» **INSTRUCTION**
Rewrite the whole listing below, changing every "disc" to "circle" and leaving everything else as it is.

» **Stored data**

****************************************

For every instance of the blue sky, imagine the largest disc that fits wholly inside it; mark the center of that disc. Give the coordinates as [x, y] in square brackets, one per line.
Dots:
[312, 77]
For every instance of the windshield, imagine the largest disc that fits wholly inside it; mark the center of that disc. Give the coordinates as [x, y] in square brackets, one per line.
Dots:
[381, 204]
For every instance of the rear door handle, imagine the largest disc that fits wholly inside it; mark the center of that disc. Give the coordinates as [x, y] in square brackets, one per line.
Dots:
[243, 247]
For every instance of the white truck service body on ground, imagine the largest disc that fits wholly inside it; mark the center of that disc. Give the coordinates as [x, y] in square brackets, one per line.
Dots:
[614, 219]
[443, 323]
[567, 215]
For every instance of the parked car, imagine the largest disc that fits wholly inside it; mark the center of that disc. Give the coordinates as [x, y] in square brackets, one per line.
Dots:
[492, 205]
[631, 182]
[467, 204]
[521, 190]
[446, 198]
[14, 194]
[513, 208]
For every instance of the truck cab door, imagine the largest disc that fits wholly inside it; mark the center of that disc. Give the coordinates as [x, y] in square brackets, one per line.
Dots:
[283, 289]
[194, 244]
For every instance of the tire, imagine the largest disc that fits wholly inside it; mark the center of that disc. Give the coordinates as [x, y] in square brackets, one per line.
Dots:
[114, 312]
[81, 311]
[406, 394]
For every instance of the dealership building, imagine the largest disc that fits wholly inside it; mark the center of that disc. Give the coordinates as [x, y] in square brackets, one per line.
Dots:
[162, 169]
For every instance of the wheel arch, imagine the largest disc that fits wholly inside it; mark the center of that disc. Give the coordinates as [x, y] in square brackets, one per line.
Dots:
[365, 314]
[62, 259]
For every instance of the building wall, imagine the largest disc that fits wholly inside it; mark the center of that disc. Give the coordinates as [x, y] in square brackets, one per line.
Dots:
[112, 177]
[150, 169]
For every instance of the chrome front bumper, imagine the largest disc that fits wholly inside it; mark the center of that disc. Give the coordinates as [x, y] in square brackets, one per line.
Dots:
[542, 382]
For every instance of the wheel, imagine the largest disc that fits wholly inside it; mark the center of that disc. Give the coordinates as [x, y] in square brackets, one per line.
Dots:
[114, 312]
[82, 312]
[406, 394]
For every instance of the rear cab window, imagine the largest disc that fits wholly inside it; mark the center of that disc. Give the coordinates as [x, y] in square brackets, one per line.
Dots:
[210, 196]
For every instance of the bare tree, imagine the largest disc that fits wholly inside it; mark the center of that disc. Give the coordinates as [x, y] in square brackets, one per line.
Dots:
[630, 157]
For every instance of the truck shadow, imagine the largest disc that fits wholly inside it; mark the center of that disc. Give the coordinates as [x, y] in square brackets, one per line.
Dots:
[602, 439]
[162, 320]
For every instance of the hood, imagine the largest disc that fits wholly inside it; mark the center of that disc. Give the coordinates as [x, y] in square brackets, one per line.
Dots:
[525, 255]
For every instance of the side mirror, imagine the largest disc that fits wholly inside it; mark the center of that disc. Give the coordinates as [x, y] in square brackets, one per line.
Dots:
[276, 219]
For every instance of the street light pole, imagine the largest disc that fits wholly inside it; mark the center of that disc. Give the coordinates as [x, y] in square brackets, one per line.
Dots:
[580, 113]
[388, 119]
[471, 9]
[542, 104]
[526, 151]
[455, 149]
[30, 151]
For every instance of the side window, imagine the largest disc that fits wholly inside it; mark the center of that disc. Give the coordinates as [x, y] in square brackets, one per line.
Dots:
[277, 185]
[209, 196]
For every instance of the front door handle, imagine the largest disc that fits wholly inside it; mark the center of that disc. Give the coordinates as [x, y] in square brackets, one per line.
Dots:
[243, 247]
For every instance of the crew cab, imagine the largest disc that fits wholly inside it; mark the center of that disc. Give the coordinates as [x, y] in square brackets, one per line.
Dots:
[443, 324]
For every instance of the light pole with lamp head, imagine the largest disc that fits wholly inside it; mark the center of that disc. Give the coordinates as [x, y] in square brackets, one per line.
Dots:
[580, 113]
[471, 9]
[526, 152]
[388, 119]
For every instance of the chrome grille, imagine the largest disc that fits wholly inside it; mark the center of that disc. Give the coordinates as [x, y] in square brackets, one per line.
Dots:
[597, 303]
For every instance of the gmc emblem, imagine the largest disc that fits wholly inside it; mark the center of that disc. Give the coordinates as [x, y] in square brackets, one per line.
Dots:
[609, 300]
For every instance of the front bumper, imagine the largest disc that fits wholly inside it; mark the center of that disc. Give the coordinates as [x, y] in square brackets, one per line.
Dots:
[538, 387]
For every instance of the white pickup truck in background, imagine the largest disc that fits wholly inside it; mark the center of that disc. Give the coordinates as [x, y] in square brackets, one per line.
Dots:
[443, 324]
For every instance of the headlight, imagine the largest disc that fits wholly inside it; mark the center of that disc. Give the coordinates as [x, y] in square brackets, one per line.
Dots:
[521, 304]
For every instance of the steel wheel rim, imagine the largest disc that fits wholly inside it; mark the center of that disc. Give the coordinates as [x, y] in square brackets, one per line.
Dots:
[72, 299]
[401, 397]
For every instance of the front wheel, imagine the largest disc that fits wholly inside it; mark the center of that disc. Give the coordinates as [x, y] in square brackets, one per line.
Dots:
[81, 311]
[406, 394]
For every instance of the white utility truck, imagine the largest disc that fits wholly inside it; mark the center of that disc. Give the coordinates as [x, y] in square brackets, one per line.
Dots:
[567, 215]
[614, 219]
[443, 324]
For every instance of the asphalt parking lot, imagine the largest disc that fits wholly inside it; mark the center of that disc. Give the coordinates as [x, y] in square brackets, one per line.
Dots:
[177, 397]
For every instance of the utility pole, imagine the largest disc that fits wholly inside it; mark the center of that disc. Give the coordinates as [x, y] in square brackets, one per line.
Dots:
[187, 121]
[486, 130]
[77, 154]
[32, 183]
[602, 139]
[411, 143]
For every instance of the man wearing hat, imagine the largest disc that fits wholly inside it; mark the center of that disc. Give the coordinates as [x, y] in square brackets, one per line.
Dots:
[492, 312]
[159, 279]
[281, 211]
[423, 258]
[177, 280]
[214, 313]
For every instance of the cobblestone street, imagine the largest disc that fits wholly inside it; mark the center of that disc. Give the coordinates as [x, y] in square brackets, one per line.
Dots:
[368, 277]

****************************************

» **TASK RESULT**
For every instance of the blue sky, imagine the largest circle that fits wholly inside it; mark the center of that circle. Give the coordinates as [x, y] in square brackets, one per line.
Dots:
[312, 77]
For every instance of the windshield, imagine the largest circle that fits wholly inside it; mark the center of that circle. Give the coordinates as [x, y] in square brackets, one per line.
Dots:
[381, 204]
For every instance of the rear door handle, imagine the largest circle that fits wholly inside it; mark the center of that circle. Give the coordinates as [x, y] in square brackets, one per line.
Dots:
[243, 247]
For every instance of the white truck service body on ground, imagine the largest circle that fits wholly inside it; mark the center of that circle. Give the coordinates as [x, y] in square brackets, one per line.
Dots:
[614, 219]
[443, 323]
[567, 215]
For every instance of the parked car, imagine the largest circle that fits wholly inside it; mark the center of that circle. Give the coordinates as [x, y] in square brackets, one per line.
Dots:
[492, 205]
[631, 182]
[467, 204]
[521, 190]
[446, 198]
[14, 194]
[513, 208]
For every instance of the truck cab door, imagine the largest circle that fits wholly inside it; mark the center of that circle. Give the coordinates as [x, y] in square brackets, one per line.
Dots:
[283, 289]
[194, 244]
For every instance of the tire, imagine the largest circle that fits wholly inside it; mark the center of that circle. Give the coordinates as [x, y] in square brackets, one per line.
Dots:
[114, 312]
[81, 311]
[406, 394]
For every instance of the dealership building, imagine the largest circle that fits wholly inside it; mark the center of that circle. Give the coordinates as [x, y] in square brackets, one per line.
Dots:
[162, 169]
For every instance of the wheel arch, imagine the largest circle that fits wholly inside it; mark the center of that circle. Give the coordinates as [x, y] in square brackets, one per line.
Dots:
[365, 314]
[62, 259]
For every instance of the building wall, imagine the largest circle that fits wholly inside it; mark the center of that circle. Give the coordinates as [x, y] in square brackets, one per line.
Dots:
[112, 177]
[150, 169]
For every instance of the chrome front bumper, imagine the largest circle that fits wholly inside it; mark the center of that circle. Give the coordinates as [x, y] in square brackets, one per line.
Dots:
[542, 382]
For every instance of the wheel, imagine the largest circle that fits wholly inside it; mark the center of that circle. Give the coordinates as [x, y] in square brackets, one per line.
Dots:
[114, 312]
[82, 312]
[406, 394]
For every instance of the rear cab window, imagine the largest circle that fits wholly inside it; mark the center of that circle. Give the coordinates as [x, y] in square brackets, one per line.
Dots:
[210, 196]
For every instance of the bare tree, imagine the largest circle that fits wholly inside it; mark the center of that circle. Give the coordinates as [x, y] in square brackets, one per line.
Dots:
[630, 157]
For every instance of the truck shadow, imagine the largest circle that fits wholly inside it; mark the center of that circle. Give the coordinates as [x, y] in square brackets, one per line.
Dots:
[602, 439]
[162, 320]
For every instance of the hood, imagine the largest circle that fits wholly inside it; mark the center of that circle. Give the coordinates as [x, y] in square brackets, one per line.
Dots:
[525, 255]
For every instance of the side mirror, imagine the largest circle that fits wholly inside it; mark the center of that circle. Give the coordinates as [x, y] in square brackets, one per line.
Dots:
[276, 219]
For every instance of the street light pole, imagine the largest circle that fits wholly inside it; mark the center of that circle. Give the coordinates as [x, y] in square brackets, one per line.
Dots:
[580, 113]
[388, 119]
[471, 9]
[542, 104]
[526, 151]
[455, 149]
[30, 151]
For every instance of the side window, imagine the largest circle that fits wholly inside it; mark the center of that circle. Give the coordinates as [x, y] in square brackets, one per line.
Dots:
[277, 185]
[209, 196]
For every instance of the front door handle, imagine the largest circle that fits wholly inside it; mark the center of that circle. Give the coordinates as [x, y] in square brackets, one per line.
Dots:
[243, 247]
For every instance of the crew cab, imagine the largest circle that fits wholly inside it; mark the center of that circle. Give the coordinates as [x, y] in square brackets, one per line.
Dots:
[443, 324]
For every instance of the light pole with lamp head, imagine the largest circle that fits wholly inside it; mark the center of that circle. Give the coordinates as [x, y] in square brackets, one per line.
Dots:
[580, 113]
[471, 9]
[526, 152]
[388, 119]
For every instance of the chrome grille, imagine the largest circle that fits wholly inside it; mark the center of that circle. Give the coordinates as [x, y] in square brackets, one per line.
Dots:
[597, 303]
For every instance of the gmc emblem, imagine the largest circle that fits wholly inside it; mark the center of that circle. Give the coordinates as [x, y] in square brackets, one per line.
Dots:
[609, 300]
For every instance of the front bumper, imagine the largest circle that fits wholly inside it; mark the center of that circle. Give the coordinates as [x, y] in square brackets, one per line.
Dots:
[538, 387]
For every instance of the white pickup truck in background, imagine the largest circle that fits wholly inside it; mark the center of that circle. Give the coordinates as [x, y] in square brackets, one per line.
Dots:
[443, 324]
For every instance of the headlight, imagine the largest circle that fits wholly inside it; mark the center of that circle. Give the coordinates as [x, y] in square brackets, one per line.
Dots:
[521, 304]
For every instance of the steel wheel rim, imagine the largest circle that fits wholly inside it; mark the center of that circle. Give the coordinates as [x, y] in square brackets, one per line.
Dots:
[72, 299]
[401, 397]
For every instance of the front wheel, imagine the largest circle that fits wholly inside it; mark the center of that circle. Give the coordinates as [x, y] in square brackets, one per line.
Dots:
[81, 311]
[406, 394]
For every instance of the white utility truck, imagine the largest circle that fits wholly inside it; mark the center of that circle. Give the coordinates as [x, y] in square brackets, one per line.
Dots:
[567, 215]
[614, 219]
[443, 324]
For every instance of the asphalt parking lot, imagine the largest circle that fits wholly inside it; mark the center of that circle. Give the coordinates as [x, y] in square brackets, one per line.
Dots:
[177, 397]
For every instance of the utility pole, imagine the largest circle that fits wholly inside it; mark the center of that circle. Give the coordinates as [x, y] in square brackets, one per line.
Dots:
[187, 121]
[486, 130]
[77, 154]
[32, 183]
[602, 139]
[411, 143]
For every instance of the man wearing hat, imagine the largest circle that fits wholly inside it; mark the center of that circle. Give the coordinates as [x, y] in square brackets, one per line.
Dots:
[492, 312]
[159, 279]
[281, 211]
[423, 258]
[177, 280]
[214, 313]
For every instance of the cobblestone street, imagine the largest circle that fits wholly inside it; mark the center of that circle. Give the coordinates as [x, y] in square brackets, one per line.
Dots:
[368, 277]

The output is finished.